--- start Data to use ---

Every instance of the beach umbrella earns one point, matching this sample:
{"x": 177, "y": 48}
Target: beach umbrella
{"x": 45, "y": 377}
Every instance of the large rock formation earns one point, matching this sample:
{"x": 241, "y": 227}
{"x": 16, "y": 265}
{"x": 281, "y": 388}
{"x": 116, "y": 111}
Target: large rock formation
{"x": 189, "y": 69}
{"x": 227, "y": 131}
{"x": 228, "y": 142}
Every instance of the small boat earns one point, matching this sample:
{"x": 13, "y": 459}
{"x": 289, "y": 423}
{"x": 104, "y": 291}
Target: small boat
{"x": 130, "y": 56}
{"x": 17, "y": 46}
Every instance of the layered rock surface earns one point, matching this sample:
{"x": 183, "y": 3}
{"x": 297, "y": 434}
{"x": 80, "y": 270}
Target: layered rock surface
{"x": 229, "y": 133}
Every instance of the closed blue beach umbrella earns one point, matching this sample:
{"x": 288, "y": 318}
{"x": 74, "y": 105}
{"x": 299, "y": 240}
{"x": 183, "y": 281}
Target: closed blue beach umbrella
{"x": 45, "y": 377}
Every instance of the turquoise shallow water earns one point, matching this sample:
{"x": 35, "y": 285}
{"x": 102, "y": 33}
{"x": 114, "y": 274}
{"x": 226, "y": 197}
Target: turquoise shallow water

--- end Data to use ---
--- start Data to use ---

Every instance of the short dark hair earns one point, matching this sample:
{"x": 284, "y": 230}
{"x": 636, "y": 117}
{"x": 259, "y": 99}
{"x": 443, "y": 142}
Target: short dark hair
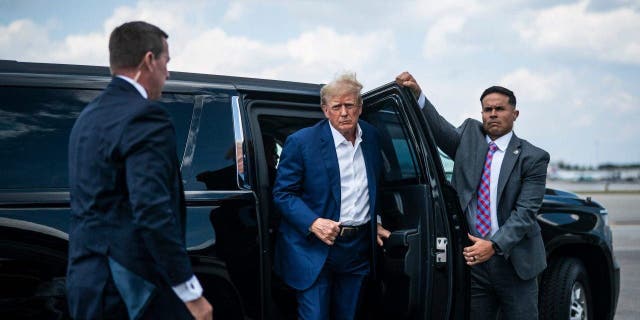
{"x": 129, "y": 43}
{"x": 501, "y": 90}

--- end Data to use ---

**Given problem:** Retype the entries from the line containing "Every instance of the beach" through the line containing "Target: turquoise shallow water", keeping both of those lines.

**Answer below:**
Every instance of the beach umbrella earns one point, matching this sample:
{"x": 177, "y": 48}
Target: beach umbrella
{"x": 45, "y": 377}
Every instance of the large rock formation earns one point, matching this sample:
{"x": 241, "y": 227}
{"x": 16, "y": 265}
{"x": 281, "y": 388}
{"x": 116, "y": 111}
Target: large rock formation
{"x": 189, "y": 69}
{"x": 227, "y": 131}
{"x": 228, "y": 142}
Every instance of the small boat earns one point, matching this sample:
{"x": 13, "y": 459}
{"x": 289, "y": 423}
{"x": 104, "y": 291}
Target: small boat
{"x": 130, "y": 56}
{"x": 17, "y": 46}
Every instance of the layered rock surface earns one point, matching this sample:
{"x": 183, "y": 3}
{"x": 297, "y": 434}
{"x": 80, "y": 270}
Target: layered rock surface
{"x": 229, "y": 133}
Every instance of the closed blue beach umbrella earns one point, matching this sample:
{"x": 288, "y": 318}
{"x": 74, "y": 105}
{"x": 299, "y": 240}
{"x": 183, "y": 281}
Target: closed blue beach umbrella
{"x": 45, "y": 377}
Every instance of the turquoise shallow water earns one point, matching this sample:
{"x": 35, "y": 285}
{"x": 102, "y": 33}
{"x": 114, "y": 274}
{"x": 226, "y": 197}
Target: turquoise shallow water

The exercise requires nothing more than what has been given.